ST. LOUIS (MBU) – Missouri Baptist University’s (MBU) School of Nursing led all nursing programs in the St. Louis region with a 95% pass rate for the 2022 National Council Licensure Examination for Registered Nurses (NCLEX-RN). The NCLEX is the exam all nursing students must pass to be licensed as a registered nurse in the United States and Canada.
“I am incredibly proud of our 2022 graduates and the 95% NCLEX-RN pass rate,” said Dr. Amber Pyatt, dean of the School of Nursing and associate professor of nursing. “The students’ hard work coupled with our nursing faculty and staff’s passionate commitment to excellence continue to result in bright futures and successful employment for our graduates,” said Pyatt.
The 95% pass rate by MBU School of Nursing graduates in 2022 is higher than all St. Louis-area nursing schools for BSN and ADN programs and ranks seventh in the state of Missouri. The NCLEX national pass rate for 2021 was 82.48%. The national pass rate for 2022 has not yet been released.

- [Required tasks]
1/ Turn the paragraph of the nursing school article that begins "The 95% pass rate by MBU" into a short list that keeps its main facts.
2/ Transcribe the part of the nursing school article that opens with the words containing "The 95% pass" and closes with "yet been released.".
3/ Finish out the next part of the nursing school article, starting after its last sentence.
You won't need the listing for any of this.

- [Information shown]
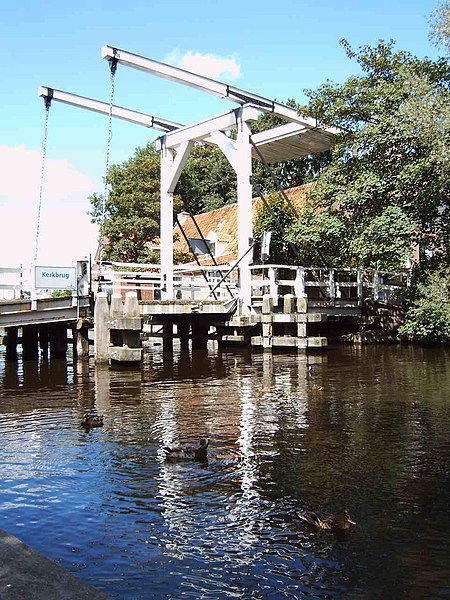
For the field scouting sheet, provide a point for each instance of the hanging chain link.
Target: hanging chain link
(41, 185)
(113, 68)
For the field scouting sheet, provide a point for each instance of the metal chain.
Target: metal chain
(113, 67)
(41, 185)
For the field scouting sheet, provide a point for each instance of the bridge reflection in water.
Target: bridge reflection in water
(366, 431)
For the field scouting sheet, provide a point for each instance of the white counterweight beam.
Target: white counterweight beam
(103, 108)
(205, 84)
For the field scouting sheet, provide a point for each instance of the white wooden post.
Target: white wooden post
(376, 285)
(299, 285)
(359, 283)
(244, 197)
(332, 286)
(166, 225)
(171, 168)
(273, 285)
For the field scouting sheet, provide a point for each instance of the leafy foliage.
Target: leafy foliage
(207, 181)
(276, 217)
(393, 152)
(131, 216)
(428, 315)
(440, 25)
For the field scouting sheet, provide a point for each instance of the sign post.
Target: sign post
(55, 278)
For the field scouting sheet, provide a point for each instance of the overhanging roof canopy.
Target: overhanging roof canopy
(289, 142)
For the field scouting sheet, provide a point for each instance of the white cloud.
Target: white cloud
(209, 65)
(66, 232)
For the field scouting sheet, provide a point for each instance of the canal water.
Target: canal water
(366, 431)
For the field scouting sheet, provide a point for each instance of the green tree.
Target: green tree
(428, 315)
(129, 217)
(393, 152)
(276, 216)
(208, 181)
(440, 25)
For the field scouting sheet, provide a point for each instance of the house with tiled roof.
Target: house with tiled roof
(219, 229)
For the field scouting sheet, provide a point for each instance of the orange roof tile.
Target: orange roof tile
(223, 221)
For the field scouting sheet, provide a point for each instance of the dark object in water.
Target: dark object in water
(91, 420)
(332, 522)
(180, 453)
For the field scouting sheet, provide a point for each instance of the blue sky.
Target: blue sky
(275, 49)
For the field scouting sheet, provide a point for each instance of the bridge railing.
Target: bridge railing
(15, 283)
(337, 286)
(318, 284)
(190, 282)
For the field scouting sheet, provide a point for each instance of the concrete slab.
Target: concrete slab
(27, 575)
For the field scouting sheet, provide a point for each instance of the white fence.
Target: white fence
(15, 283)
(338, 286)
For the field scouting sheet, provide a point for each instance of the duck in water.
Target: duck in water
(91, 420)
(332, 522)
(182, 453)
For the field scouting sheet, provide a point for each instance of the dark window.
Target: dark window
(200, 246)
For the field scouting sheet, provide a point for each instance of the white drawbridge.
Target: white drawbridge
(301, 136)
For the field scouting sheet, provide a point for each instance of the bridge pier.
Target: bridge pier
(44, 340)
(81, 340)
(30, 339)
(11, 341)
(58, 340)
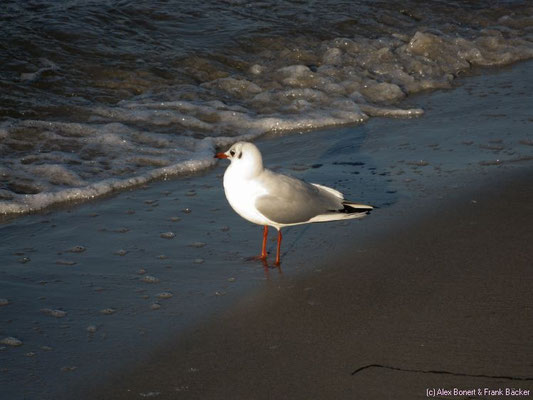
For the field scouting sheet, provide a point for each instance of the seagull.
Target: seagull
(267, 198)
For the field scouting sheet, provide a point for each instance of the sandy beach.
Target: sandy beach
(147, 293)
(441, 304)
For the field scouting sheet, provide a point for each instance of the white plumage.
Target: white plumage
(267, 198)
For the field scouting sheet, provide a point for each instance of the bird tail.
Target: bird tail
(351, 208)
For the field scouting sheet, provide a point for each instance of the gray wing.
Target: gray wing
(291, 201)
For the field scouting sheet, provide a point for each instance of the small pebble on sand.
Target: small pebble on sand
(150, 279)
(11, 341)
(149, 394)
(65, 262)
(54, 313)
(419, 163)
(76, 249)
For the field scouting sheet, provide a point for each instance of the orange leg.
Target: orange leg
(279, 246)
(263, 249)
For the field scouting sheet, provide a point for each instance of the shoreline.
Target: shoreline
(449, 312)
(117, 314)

- [Answers per task]
1/
- MBU School of Nursing's 2022 graduates had a 95% pass rate, higher than every St. Louis-area nursing school for BSN and ADN programs.
- That rate ranks seventh in Missouri.
- The national NCLEX pass rate for 2021 was 82.48%.
- The national pass rate for 2022 had not yet been released.

2/
The 95% pass rate by MBU School of Nursing graduates in 2022 is higher than all St. Louis-area nursing schools for BSN and ADN programs and ranks seventh in the state of Missouri. The NCLEX national pass rate for 2021 was 82.48%. The national pass rate for 2022 has not yet been released.

3/
Dr. Pyatt spoke about key factors that have led to consecutive years of high NCLEX-RN pass rates. “What distinguishes MBU’s School of Nursing from some other programs is not so much about what we teach but how we teach,” she said. Pyatt continued, “We have expert faculty, proven teaching strategies and resources that make us stand out. We prepare our students for the exam by introducing them to NCLEX-style questions at the very beginning of the program. For students who may struggle at some point along the way we provide peer tutoring, one-on-one faculty sessions, as well as test preparation products and strategies from Assessment Technology Institute (ATI) to help them succeed.”
The NCLEX-RN is administered by the National Council of State Boards of Nursing (NCSBN), an independent, not-for-profit organization that develops the nursing license exams for registered nurses and practical nurses. All 59 national regulatory bodies responsible for the regulation of nursing practice in the United States are members of NCSBN.
“Students who graduate from the MBU School of Nursing continue to set themselves apart from other nursing graduates in large part because they have learned to be a nurse through a more holistic approach than is offered in some other programs. We teach through a Christian worldview and train our students to care for patients with a highly compassionate, person-centered approach. I think our test scores and high pass rate reflect the value of that approach,” Pyatt said.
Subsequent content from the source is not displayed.